Items stored from a collection
◇ ◇ ◇ ◇ ◇ ◇ ◇
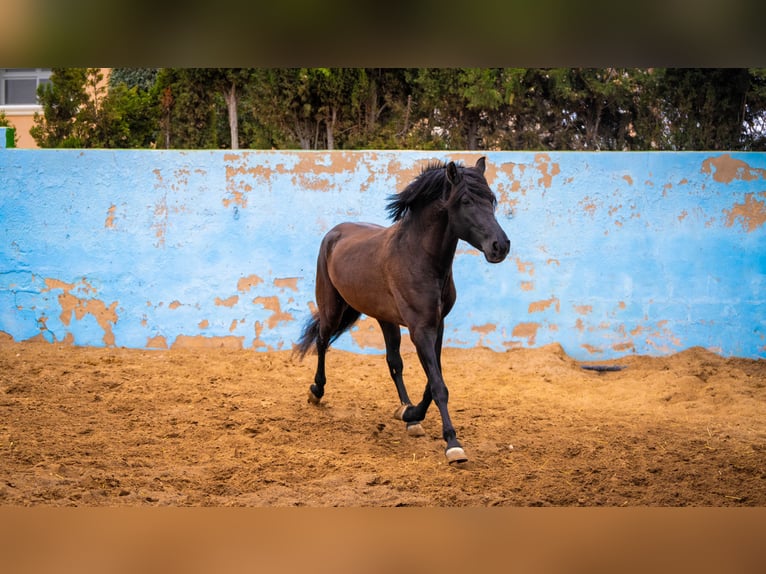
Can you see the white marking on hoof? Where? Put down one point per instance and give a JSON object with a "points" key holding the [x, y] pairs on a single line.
{"points": [[399, 412], [456, 454], [313, 399]]}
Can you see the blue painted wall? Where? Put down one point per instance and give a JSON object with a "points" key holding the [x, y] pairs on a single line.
{"points": [[612, 253]]}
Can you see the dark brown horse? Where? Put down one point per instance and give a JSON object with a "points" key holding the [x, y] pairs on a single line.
{"points": [[402, 275]]}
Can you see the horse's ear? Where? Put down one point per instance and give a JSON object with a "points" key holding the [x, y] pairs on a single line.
{"points": [[453, 176]]}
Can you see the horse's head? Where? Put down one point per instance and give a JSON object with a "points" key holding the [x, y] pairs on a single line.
{"points": [[471, 206]]}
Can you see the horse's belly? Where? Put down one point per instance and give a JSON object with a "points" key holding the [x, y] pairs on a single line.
{"points": [[356, 268]]}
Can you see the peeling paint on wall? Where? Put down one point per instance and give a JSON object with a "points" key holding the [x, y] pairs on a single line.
{"points": [[612, 253]]}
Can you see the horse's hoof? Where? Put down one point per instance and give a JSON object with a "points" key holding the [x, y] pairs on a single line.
{"points": [[456, 455], [313, 399], [399, 412]]}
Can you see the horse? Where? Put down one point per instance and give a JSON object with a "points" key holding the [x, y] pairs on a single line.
{"points": [[401, 275]]}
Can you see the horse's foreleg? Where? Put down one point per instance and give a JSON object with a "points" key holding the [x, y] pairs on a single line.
{"points": [[316, 391], [428, 344], [393, 337]]}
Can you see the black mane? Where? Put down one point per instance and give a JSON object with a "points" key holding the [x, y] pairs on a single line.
{"points": [[430, 185]]}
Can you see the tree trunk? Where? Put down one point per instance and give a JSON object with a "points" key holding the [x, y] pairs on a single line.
{"points": [[230, 96], [331, 129]]}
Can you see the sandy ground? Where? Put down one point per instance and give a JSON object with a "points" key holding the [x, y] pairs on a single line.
{"points": [[114, 427]]}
◇ ◇ ◇ ◇ ◇ ◇ ◇
STATED EXERCISE.
Express as a JSON list of strings the lines of the material that begin at the line containing "Can you see the tree" and run through the end, one string per line, leaving out blank lines.

WRITTEN RESPONSE.
[
  "Can you see the tree trunk? Where? Put down one point per instance and give a JSON object with a \"points\" key holding the [x, y] pairs on a single line.",
  "{\"points\": [[230, 96], [331, 129]]}",
  "Can you see the sandy ground? Where? Put down one point per instance and give a JSON object with a \"points\" key holding the [x, y] pairs on a single line.",
  "{\"points\": [[114, 427]]}"
]